**Text segment**

——————————

Flagship Program · ACCESS

Inclusion as infrastructure,
not as charity.

AID 012970/01/8 — a 24-month program improving socio-healthcare services for children and youth with neuropsychomotor disabilities across six Jordanian governorates. Coordinated by ProSud; co-funded by the Italian Cooperation (AICS).

Duration
Jan 2025 — Jan 2027
Coverage
6 governorates
Beneficiaries
250 children · 250 families
Lead partner
ProSud · with AICS & RIIFS
Overview

A two-year framework, six governorates.

ACCESS equips six first-aid centres across Jordan with neuropsychomotor rehabilitation (NPR) equipment, trains healthcare staff on disability-inclusive care through a Training-of-Trainers model, and supports children and youth (0–17) and their families through coordinated rehabilitation programmes. It is the Order of Malta Jordan's flagship engagement through January 2027.

——————————

**Dataset excerpts**
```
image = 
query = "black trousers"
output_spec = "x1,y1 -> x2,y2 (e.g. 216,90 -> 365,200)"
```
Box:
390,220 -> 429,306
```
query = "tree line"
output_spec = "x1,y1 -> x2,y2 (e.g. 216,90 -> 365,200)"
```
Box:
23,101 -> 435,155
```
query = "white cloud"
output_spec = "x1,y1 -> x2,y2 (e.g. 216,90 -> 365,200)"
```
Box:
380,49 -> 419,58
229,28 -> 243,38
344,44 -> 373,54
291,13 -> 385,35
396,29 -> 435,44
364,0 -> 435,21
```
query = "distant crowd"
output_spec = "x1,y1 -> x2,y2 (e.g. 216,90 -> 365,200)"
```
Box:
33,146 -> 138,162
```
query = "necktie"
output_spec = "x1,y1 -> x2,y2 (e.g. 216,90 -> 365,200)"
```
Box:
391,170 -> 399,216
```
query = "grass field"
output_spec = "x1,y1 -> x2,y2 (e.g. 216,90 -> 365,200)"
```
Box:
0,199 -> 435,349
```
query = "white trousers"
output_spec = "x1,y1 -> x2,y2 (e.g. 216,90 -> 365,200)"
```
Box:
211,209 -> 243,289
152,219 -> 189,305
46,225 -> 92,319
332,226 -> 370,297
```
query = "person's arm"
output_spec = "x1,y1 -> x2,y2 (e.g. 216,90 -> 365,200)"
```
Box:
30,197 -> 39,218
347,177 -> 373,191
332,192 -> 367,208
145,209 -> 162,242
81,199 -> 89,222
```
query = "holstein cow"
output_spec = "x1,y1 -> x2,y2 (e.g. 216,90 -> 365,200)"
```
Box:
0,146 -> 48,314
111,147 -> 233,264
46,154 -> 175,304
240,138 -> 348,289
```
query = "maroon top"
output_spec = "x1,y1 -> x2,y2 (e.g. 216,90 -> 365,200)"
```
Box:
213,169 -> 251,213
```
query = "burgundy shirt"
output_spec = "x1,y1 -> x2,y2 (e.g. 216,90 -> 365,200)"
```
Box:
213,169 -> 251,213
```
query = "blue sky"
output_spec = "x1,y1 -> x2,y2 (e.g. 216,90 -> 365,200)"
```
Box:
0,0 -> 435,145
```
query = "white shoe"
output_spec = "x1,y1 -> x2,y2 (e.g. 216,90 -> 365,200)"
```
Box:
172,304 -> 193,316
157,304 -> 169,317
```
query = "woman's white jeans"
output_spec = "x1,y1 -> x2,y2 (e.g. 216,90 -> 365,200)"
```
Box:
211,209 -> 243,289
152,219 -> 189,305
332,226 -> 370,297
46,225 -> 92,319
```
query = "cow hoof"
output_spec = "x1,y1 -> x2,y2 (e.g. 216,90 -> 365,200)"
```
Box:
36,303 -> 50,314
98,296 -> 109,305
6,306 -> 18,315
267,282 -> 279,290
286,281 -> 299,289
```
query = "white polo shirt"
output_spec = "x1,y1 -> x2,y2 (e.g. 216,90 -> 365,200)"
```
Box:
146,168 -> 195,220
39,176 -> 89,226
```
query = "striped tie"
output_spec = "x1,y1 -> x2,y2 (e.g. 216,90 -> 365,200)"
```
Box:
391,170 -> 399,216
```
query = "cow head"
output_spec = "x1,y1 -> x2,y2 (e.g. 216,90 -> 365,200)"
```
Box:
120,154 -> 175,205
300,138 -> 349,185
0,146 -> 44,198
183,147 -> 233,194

——————————

**To do**
**a.** Print the ACCESS program text between "Flagship Program ·" and "Italian Cooperation (AICS).", inclusive.
**b.** In the ACCESS program text, what age range of children and youth does the program support?

**Answers for this exercise**
**a.**
Flagship Program · ACCESS

Inclusion as infrastructure,
not as charity.

AID 012970/01/8 — a 24-month program improving socio-healthcare services for children and youth with neuropsychomotor disabilities across six Jordanian governorates. Coordinated by ProSud; co-funded by the Italian Cooperation (AICS).

**b.** Ages 0 to 17.